[Short exercise]: Copy out every line of the items below, including the lines that name what to find, and offset each bounding-box coordinate in the answers by -37. Leave out the pictures.

[Data records]:
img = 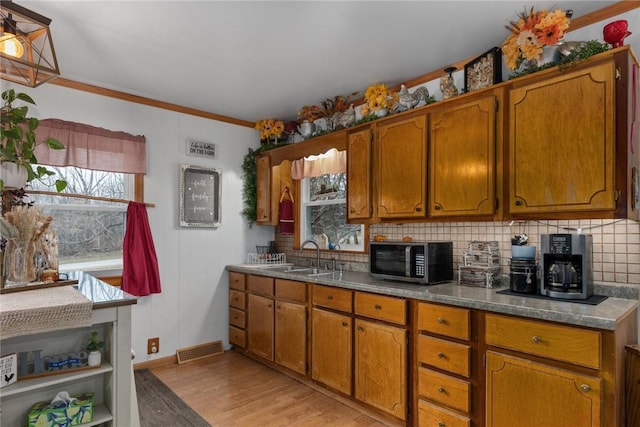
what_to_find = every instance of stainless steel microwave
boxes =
[369,241,453,284]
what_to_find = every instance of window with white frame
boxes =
[26,166,134,271]
[300,173,365,252]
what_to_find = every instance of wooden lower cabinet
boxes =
[229,275,638,427]
[416,399,471,427]
[247,294,274,361]
[486,351,602,427]
[229,271,247,348]
[413,302,481,426]
[311,308,353,395]
[275,300,307,375]
[354,319,407,420]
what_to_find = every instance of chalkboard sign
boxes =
[180,165,222,227]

[Response below]:
img = 
what_to_find = every instance of stainless steel microwave
boxes =
[332,204,416,247]
what_to_find = every instance of window with white frame
boxes =
[-11,129,97,234]
[263,136,328,215]
what_to_find = every instance of wooden lower cabinet
boxes =
[192,238,601,390]
[379,362,434,390]
[210,257,237,324]
[449,314,565,390]
[192,234,210,311]
[376,265,444,389]
[274,271,316,358]
[238,263,270,338]
[317,282,370,383]
what_to_find = every instance of chalkboard sign
boxes =
[143,128,185,190]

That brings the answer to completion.